** begin TEXT PROVIDED **

The Homestead

Firewood

Firewood was a vital part of keeping our house livable. It was used for the kitchen stove, which provided all the cooking and for keeping the kitchen warm enough to work in. It was also used for the barrel heater in the main room of the house.

Nell and I shared the job of bringing in the firewood. We took turns carrying in armloads of wood for the kitchen stove. Dad had to split this wood into smaller pieces to fit in the fire cavity and moderate the temperature in the oven. To bake, Mum would use larger pieces to bring the temperature to the level she needed. Then she would feed in smaller pieces to keep the fire at a steady elevation. There had been times when a cake didn’t rise, or rose too fast and then fell due to the wrong temperature. I remember once Mum opened the kitchen door and threw a cake pan into the yard. Playing outside, my sisters and I watched carefully to see if the door was going to open again, because obviously Mum was angry and we didn’t want to provoke her response.

When the door stayed closed, we crept closer and devoured the cake, flat but tasty.

The heater in the main room was a barrel heater. Dad took a forty-five gallon drum and laid it on its side. He took two pieces of metal, each about two inches wide and several feet long. He bent the metal pieces to act as legs for the barrel, and soldered the legs in place. Then he cut a square out of the top of the barrel and added hinges to allow it to be opened and closed with a metal hook to catch the handle and keep it closed. This was the door to allow wood to be put onto the fire.

** end TEXT PROVIDED **

* **WORK TO DO**
1. Decide whether each statement agrees with the homestead firewood text. Answer yes or no for each one, and quote the words of the text that settle it: (a) The kitchen stove provided all the cooking. (b) To bake, Mum used smaller pieces of wood to raise the oven temperature. (c) Dad stood the barrel heater upright on its end.
2. Quote the homestead firewood text word for word, starting with "Firewood was a" and going on through "of the house.".
3. Write what comes next in the homestead firewood text, picking up after its last sentence.
The records that come after this can be set aside; none of them are needed here.

** begin INFORMATION GIVEN **

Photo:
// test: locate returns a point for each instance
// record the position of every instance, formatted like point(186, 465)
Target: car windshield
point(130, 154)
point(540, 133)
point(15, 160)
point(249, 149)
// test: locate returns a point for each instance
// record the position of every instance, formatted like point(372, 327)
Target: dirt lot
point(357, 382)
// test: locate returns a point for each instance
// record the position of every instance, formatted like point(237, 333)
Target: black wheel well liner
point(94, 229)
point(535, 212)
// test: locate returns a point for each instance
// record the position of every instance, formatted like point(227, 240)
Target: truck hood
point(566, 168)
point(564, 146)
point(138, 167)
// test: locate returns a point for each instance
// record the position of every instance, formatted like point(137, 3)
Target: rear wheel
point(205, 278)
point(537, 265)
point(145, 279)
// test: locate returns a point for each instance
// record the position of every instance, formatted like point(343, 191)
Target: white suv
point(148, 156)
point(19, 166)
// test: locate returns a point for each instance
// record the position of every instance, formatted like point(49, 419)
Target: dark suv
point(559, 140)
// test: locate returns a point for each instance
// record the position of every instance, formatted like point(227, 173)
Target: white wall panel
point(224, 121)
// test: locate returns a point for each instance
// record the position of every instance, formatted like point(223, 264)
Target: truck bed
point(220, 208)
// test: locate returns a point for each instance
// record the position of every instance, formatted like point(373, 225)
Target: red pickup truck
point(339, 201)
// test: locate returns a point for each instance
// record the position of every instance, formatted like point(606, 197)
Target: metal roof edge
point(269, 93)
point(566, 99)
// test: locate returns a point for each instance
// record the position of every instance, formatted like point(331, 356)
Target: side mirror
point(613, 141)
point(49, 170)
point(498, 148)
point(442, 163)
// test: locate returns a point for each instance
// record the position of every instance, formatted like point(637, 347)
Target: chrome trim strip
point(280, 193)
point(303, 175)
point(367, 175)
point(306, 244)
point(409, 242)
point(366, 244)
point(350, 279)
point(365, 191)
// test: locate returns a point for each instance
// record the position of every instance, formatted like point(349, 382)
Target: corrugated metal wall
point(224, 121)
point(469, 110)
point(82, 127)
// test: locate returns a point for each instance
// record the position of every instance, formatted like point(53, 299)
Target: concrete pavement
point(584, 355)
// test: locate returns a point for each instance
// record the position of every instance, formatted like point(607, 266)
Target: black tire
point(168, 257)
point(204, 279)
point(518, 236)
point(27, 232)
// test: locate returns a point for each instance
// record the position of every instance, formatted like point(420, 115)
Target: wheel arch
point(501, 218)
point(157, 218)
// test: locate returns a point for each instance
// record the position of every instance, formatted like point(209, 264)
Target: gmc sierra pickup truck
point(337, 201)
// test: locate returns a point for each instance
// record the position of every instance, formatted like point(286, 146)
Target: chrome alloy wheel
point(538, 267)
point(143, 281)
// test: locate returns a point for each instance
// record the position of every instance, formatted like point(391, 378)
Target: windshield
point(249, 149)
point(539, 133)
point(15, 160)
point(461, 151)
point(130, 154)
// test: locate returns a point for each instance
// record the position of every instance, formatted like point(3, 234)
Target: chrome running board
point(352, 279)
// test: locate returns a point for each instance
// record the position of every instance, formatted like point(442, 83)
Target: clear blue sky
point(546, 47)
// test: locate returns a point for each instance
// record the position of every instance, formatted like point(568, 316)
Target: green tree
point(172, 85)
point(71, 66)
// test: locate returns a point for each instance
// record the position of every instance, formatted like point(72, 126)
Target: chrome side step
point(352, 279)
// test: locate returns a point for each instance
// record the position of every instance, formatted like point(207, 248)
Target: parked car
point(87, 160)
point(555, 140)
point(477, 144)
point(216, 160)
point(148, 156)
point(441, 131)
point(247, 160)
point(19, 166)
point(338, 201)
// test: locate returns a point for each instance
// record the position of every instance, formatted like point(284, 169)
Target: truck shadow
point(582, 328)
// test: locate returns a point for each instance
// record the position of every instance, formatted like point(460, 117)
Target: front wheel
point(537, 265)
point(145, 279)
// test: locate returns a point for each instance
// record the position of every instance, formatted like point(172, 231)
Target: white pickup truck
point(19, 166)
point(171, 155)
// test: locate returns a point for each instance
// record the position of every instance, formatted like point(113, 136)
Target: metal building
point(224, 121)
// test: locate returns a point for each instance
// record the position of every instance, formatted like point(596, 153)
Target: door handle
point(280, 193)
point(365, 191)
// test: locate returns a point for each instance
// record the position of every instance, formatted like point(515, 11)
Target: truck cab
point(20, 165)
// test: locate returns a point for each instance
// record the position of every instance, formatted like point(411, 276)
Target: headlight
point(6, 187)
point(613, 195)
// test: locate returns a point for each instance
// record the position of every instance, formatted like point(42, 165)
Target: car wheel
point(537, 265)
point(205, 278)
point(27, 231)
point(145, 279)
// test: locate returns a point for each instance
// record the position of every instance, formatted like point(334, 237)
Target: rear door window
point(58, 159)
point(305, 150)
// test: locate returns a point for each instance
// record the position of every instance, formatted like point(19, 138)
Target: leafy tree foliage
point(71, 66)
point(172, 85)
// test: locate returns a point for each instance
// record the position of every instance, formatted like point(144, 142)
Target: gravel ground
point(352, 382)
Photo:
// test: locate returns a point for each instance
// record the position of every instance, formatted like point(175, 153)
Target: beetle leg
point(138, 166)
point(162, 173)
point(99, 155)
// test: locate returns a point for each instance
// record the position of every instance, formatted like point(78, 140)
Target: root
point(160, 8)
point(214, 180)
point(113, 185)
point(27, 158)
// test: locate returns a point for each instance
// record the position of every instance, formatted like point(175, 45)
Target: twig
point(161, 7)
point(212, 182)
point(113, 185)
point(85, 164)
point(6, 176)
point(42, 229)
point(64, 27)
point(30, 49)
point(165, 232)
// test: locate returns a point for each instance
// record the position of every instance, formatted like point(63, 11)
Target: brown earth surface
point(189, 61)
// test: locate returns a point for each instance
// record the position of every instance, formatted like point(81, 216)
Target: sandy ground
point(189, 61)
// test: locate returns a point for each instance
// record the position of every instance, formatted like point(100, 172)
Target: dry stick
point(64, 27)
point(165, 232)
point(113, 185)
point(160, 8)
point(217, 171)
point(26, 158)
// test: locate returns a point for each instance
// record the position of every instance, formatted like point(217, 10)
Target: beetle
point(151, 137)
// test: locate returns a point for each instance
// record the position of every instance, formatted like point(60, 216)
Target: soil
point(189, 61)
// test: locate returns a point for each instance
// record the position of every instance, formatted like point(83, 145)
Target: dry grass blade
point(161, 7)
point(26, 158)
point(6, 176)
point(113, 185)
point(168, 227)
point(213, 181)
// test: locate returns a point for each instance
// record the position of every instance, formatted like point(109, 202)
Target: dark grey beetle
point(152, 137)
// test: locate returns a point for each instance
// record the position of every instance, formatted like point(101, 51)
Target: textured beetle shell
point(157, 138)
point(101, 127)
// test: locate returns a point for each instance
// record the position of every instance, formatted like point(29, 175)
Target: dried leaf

** end INFORMATION GIVEN **

* **OUTPUTS BY TASK**
1.
(a) Yes: "It was used for the kitchen stove, which provided all the cooking"
(b) No: "To bake, Mum would use larger pieces to bring the temperature to the level she needed."
(c) No: "Dad took a forty-five gallon drum and laid it on its side."

2.
Firewood was a vital part of keeping our house livable. It was used for the kitchen stove, which provided all the cooking and for keeping the kitchen warm enough to work in. It was also used for the barrel heater in the main room of the house.

3.
Across the barrel’s bung hole, he attached a metal piece held in place with a screw to allow the metal to be moved to cover or uncover the hole below the door. This allowed air into the burning fire and regulated the speed of burn. Lastly, he cut a hole at the back of the barrel and installed a stovepipe. It went straight up through the floor of the upstairs bedroom and on through the roof. This heater provided the main source of heat for the house.

The wood for this heater was quite different from that for the cookstove. Dad would chop down a tree, and using his bucksaw, cut it into four foot lengths. My sister and I carried these into the house as well, stowing them in the long wood box beside the heater. Dad would throw them into the heater, one at a time as they burned down. At night, he would fill it up and shut the bung hole, usually having to rise once in the night to add more wood.

It was always chilly in the house in the morning. We would rise from bed and quickly struggle into the long underwear and socks, adding a wool sweater if we had one.

Wood was not always in plentiful supply. Most men might cut the wood all summer to ensure a winter’s supply. Dad often left it until we had a strong need of it. A few times he was able to borrow a horse from a neighbour. That’s when he would cut trees in the woods with his axe and drag them to the clearing near our house. There he used his bucksaw to cut the different lengths, some for the heater, some to be chopped for the cookstove.

One winter’s night, I was washing the supper dishes in a basin in the dry sink when I heard Dad scuffling at the wood latch on the kitchen door. I walked over to open it for him. Often, with the mittens he wore, it was hard to manage the doors. When I opened the door, he staggered in, holding one hand over the side of his face.

The light was dim, I was working with the coal oil lamp on the counter, but I could still see something dark dripping from beneath his mitten and onto his parka. He took his hand away and I saw a deep gash across his cheekbone. Apparently he’d been using the chainsaw to cut firewood and it hit a knot in the tree, flashed back and caught him in the face. Luckily it didn’t take his eye out. It was so like Dad not to say anything or call out for help, but just scrabble to open the kitchen door.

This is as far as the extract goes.